Given data —
** Begin **
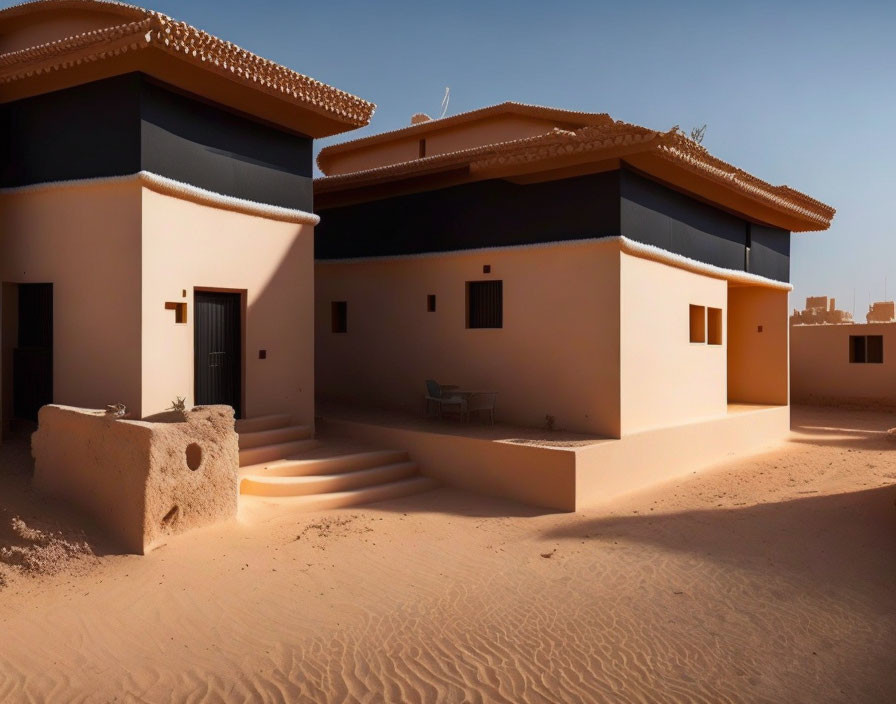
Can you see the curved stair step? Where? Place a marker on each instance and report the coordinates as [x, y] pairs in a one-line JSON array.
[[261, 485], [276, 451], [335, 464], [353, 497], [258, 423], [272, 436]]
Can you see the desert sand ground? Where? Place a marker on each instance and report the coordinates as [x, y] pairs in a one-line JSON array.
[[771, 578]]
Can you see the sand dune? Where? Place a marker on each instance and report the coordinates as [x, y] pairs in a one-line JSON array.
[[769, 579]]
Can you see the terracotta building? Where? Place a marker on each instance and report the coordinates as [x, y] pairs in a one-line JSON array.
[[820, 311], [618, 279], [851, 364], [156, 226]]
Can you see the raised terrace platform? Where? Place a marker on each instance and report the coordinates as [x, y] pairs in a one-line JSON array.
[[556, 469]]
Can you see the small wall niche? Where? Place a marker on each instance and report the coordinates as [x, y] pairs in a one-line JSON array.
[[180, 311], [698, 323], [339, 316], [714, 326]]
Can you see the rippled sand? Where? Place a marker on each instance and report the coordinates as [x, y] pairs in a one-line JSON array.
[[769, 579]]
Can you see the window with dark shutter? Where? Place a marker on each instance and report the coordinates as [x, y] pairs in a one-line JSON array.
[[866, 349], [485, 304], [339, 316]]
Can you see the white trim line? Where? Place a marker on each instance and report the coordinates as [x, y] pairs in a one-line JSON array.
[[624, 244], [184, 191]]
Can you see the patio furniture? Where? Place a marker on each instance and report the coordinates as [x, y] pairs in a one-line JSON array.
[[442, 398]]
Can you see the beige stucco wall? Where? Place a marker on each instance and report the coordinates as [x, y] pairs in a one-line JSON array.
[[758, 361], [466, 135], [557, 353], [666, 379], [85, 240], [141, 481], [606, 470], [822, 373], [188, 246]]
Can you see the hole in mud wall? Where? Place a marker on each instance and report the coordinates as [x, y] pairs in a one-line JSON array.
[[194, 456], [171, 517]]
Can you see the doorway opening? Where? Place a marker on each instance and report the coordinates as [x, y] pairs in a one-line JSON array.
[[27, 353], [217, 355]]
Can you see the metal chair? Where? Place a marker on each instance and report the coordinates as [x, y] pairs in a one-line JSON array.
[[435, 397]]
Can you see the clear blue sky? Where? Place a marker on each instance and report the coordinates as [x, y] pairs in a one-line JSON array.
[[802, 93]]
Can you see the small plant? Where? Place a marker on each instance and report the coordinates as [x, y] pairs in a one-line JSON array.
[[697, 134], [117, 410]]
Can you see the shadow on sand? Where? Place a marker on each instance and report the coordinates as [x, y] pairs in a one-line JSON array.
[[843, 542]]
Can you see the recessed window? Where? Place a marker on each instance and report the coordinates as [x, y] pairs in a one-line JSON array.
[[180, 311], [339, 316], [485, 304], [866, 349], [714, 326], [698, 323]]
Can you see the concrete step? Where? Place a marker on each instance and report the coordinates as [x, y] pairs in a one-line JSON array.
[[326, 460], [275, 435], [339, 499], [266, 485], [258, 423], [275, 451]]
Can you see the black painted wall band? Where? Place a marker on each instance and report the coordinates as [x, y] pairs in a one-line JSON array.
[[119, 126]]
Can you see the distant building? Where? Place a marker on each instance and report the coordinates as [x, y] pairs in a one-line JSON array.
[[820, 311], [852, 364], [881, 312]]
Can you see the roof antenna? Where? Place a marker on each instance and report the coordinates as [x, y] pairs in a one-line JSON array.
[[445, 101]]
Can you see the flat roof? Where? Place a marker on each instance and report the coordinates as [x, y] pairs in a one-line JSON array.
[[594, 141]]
** End **
** Begin **
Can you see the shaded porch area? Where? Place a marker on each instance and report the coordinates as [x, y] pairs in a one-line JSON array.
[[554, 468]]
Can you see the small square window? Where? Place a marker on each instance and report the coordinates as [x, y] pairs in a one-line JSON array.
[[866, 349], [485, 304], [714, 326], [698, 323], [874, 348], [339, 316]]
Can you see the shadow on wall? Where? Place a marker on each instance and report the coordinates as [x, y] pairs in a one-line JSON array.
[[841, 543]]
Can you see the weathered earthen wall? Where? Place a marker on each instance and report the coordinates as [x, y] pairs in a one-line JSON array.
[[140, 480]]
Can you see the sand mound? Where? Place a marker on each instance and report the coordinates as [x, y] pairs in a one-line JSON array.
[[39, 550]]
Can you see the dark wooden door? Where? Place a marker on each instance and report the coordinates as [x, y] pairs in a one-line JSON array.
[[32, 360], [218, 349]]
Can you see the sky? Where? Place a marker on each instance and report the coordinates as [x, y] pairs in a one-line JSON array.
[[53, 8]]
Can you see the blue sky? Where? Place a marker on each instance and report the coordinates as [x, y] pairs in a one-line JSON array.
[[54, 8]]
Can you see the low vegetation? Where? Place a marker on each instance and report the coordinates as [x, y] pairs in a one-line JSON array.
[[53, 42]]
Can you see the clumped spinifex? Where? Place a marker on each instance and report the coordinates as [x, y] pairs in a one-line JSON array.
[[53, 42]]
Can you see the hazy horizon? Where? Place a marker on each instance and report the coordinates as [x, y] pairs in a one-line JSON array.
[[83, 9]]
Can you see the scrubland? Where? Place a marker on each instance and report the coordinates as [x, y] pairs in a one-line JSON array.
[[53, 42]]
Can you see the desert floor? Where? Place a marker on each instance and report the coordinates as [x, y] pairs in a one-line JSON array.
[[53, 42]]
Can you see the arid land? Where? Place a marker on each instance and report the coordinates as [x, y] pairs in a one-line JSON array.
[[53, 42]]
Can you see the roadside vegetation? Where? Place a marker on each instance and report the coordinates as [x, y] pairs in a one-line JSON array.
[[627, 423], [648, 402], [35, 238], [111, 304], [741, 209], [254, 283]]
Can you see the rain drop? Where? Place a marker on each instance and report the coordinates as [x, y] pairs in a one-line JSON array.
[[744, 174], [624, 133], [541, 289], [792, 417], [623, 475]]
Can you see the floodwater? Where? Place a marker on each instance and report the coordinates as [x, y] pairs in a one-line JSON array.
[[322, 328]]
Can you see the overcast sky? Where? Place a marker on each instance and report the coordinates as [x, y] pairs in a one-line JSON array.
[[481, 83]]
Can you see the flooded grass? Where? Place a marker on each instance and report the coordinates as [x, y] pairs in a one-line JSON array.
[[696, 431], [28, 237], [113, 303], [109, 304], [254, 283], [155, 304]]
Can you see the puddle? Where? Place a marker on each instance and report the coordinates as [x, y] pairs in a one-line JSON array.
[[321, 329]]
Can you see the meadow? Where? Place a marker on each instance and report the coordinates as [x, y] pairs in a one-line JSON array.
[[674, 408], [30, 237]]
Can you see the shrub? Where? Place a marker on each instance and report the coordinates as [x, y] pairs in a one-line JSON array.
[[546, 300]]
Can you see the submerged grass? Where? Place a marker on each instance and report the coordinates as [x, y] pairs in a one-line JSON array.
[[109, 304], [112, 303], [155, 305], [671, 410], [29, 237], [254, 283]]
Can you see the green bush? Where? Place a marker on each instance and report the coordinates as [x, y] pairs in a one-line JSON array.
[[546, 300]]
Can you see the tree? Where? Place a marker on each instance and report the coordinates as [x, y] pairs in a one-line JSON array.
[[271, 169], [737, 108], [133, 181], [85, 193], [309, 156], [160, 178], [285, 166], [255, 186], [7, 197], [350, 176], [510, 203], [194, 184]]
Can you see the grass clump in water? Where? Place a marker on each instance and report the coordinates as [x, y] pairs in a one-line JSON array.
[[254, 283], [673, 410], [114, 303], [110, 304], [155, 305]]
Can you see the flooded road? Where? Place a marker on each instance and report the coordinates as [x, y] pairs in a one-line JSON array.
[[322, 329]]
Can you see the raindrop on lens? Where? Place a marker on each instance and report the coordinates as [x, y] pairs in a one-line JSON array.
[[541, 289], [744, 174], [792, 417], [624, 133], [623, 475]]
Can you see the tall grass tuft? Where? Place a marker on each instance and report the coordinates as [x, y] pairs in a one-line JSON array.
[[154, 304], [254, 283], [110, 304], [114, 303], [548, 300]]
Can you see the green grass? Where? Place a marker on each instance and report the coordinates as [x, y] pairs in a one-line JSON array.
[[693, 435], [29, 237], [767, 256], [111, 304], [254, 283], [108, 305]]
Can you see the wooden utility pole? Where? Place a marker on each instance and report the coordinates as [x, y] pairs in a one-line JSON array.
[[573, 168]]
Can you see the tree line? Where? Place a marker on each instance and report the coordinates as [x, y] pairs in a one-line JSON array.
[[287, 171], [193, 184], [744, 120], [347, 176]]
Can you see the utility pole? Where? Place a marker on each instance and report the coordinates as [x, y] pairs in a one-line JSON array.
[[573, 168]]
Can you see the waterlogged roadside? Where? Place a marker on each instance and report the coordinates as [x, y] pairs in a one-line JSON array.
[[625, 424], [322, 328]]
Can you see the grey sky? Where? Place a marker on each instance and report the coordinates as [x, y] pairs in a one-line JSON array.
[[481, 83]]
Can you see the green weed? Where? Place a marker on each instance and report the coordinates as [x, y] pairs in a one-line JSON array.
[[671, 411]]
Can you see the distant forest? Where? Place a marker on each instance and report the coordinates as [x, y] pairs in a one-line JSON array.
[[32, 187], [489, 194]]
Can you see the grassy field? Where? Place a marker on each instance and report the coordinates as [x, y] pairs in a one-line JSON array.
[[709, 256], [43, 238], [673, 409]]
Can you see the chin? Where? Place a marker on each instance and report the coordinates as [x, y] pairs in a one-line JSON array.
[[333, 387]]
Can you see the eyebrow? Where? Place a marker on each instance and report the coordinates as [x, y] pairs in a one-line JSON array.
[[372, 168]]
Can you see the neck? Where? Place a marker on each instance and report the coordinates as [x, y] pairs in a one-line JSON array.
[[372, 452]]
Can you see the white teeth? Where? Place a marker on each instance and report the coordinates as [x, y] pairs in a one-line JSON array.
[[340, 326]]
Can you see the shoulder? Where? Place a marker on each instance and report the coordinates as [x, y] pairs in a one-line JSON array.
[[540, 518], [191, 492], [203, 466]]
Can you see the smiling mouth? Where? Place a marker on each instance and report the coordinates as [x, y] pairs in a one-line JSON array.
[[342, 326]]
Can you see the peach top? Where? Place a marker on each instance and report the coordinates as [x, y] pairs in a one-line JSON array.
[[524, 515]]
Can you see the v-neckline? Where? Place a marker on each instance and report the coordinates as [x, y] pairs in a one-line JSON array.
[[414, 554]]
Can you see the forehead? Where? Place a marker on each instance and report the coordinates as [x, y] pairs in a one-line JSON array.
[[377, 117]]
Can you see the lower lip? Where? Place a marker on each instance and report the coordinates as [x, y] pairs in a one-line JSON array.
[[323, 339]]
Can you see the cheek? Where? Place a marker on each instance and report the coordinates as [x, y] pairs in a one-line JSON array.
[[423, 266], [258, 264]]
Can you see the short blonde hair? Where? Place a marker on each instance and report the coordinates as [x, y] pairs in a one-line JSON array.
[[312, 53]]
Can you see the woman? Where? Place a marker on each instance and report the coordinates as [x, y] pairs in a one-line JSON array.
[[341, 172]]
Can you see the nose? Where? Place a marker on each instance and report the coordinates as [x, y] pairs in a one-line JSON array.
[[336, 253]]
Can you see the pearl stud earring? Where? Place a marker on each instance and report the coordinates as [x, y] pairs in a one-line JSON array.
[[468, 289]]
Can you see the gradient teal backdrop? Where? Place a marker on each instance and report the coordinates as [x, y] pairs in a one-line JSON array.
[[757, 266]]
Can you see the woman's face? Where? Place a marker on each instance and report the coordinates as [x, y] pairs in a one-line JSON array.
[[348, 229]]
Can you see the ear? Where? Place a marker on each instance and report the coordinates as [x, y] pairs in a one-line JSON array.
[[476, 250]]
** End **
** Begin **
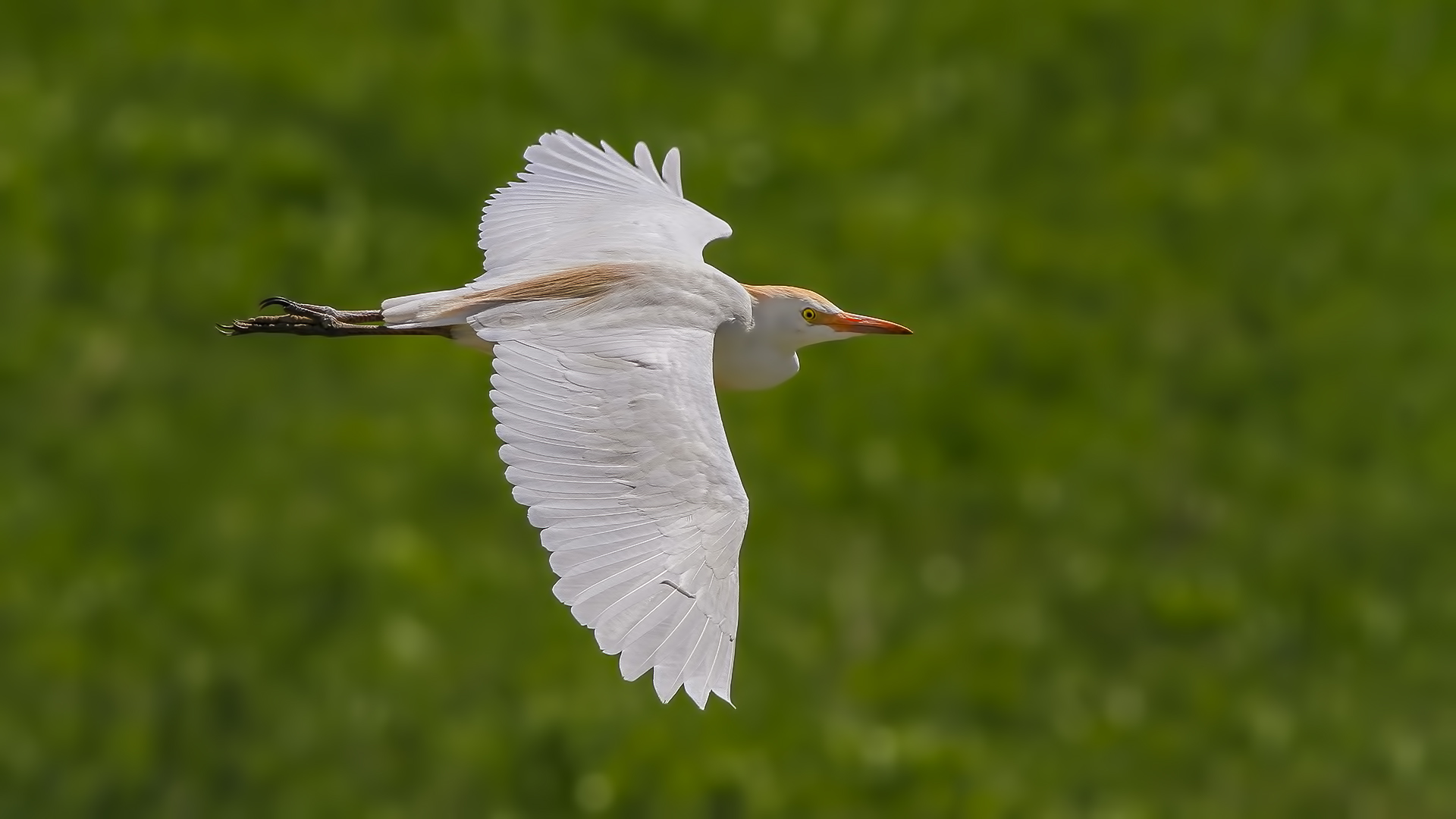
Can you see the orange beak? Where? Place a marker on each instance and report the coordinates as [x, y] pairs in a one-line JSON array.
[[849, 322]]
** End **
Aim —
Reproduce word for word the lines of the listing above, starting at the line that contains "Can you see the recessed" and ending at the line that contains "326], [698, 323]]".

Final result —
Can you see the recessed window? Where? Place a marker on each instance and report the coordinates as [x, y] pairs in a one-line JSON array.
[[180, 311], [339, 316], [485, 304], [866, 349], [714, 326], [698, 323]]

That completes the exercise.